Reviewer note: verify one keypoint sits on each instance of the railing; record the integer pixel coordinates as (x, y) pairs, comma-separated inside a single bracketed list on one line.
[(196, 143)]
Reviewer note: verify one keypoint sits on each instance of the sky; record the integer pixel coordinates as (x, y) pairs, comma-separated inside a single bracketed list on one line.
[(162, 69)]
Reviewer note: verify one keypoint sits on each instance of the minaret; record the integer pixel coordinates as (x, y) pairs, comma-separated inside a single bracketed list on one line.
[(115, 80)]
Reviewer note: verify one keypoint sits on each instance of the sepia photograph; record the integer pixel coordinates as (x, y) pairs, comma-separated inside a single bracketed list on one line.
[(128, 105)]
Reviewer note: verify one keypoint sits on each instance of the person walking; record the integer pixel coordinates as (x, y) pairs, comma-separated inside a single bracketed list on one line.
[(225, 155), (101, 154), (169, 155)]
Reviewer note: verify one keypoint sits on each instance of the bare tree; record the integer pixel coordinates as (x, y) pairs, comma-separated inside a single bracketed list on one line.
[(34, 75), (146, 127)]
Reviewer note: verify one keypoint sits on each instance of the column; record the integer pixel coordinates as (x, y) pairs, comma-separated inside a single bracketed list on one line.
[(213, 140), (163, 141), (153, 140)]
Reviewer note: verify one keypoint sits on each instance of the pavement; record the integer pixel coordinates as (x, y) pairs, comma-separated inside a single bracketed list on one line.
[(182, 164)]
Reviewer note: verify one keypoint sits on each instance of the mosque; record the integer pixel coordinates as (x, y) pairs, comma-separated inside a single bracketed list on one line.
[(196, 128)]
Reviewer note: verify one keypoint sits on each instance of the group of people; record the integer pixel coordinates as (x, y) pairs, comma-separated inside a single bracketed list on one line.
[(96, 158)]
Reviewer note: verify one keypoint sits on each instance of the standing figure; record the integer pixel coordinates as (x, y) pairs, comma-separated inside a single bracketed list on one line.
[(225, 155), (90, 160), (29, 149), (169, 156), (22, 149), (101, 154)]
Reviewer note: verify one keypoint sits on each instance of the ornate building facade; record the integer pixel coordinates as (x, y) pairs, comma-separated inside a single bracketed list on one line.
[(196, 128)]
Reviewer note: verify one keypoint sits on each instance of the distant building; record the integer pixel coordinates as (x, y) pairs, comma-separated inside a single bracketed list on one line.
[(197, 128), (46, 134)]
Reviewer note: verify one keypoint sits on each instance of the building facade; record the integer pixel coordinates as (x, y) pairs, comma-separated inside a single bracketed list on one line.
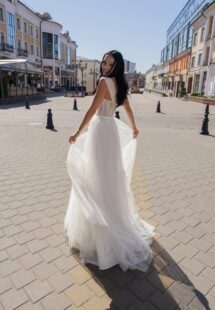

^^^^

**WHAT YOU NEED TO DO**.
Apart from the pictures, every line above must be printed exactly.

**FINISHED EXERCISE**.
Reviewer note: verify one keypoint sits on each instance of the railing; record the integer pixel coordinates as (x, y) pairs, comma-separated inside a single bracketed list on one line.
[(196, 143)]
Reviewer note: verify one keypoint sits on each instance of the sky; record the integer pixel coordinates as (x, y) pairs, comma-separated inside a single bracketed list on one line.
[(162, 69)]
Reviewer note: verify one keypoint sits on each instance of the minaret; record the integer pixel coordinates as (x, y) pairs, comma-separated inside a single bracketed list on one line.
[(115, 80)]
Reviewer note: verify one keypoint sits on each instance of the sepia photograph; record the integer pixel coordinates as (x, y) pairs, comma-separated inside a single bracketed list on one line.
[(128, 105)]
Reviewer note: verify one keypoint sits on each instance of the person walking; record the integer pixel coordinates as (x, y) pairs, comma-separated inside a single bracketed list on one line.
[(225, 155), (101, 154), (169, 155)]
Reviewer note: verify one keypoint sits on each instance of the bare tree; record the integer pixel coordinates as (x, y) pairs, comma-separated inside a single bracketed list on one line.
[(34, 75), (146, 127)]
Reviewer note: verify one keypoint sits on each instance of the column; record the integer pixel coordinates as (x, y) pairs, comma-separated inside a single bracketed list on one line.
[(213, 140), (163, 141), (153, 140)]
Reviewer note: verify one keypoint sits on each instance of the pavement; record the integer pixel coordinates as (x, y) pairs, comma-separated inside a single bracketed list on one line.
[(182, 164)]
Reviewer note: verify one keypoint sits on each instance of the mosque; record the integer pixel coordinates as (x, y) pairs, comma-separated inside a single bracketed list on one line.
[(196, 128)]
Reviewer note: verify one keypoint sits on each instance of the group of people; record the integer pixel coordinates as (x, y) pairs, comma-separated inside a single bracketed list on one line.
[(96, 158)]
Reviewer note: verify one keypoint sits on each instance of the standing figure; record the integer pixel coordinates as (x, y) pairs, comma-separated inside a single bracketed list on one line.
[(225, 155), (90, 160), (29, 149), (169, 156), (22, 149), (101, 154)]
Reviewer note: verify one keypoint sits on each instance of the ornate building facade; record the integer pixel coordinates as (x, y) pairs, comma-separated inside a single bracketed list on one line.
[(196, 128)]
Reviewer note: verify one keypoint sits on each instance of the distant building; record the integer pixel coordinates as (x, y) pairs, comma-separated inside a single bracketed list on one line.
[(197, 128), (46, 134)]
Reviewer note: verify one keypoint sits on each instance of the building facade; record the integer pixel coordinates as (x, y) pairs, comma-separated inside a single bracketed list on one line.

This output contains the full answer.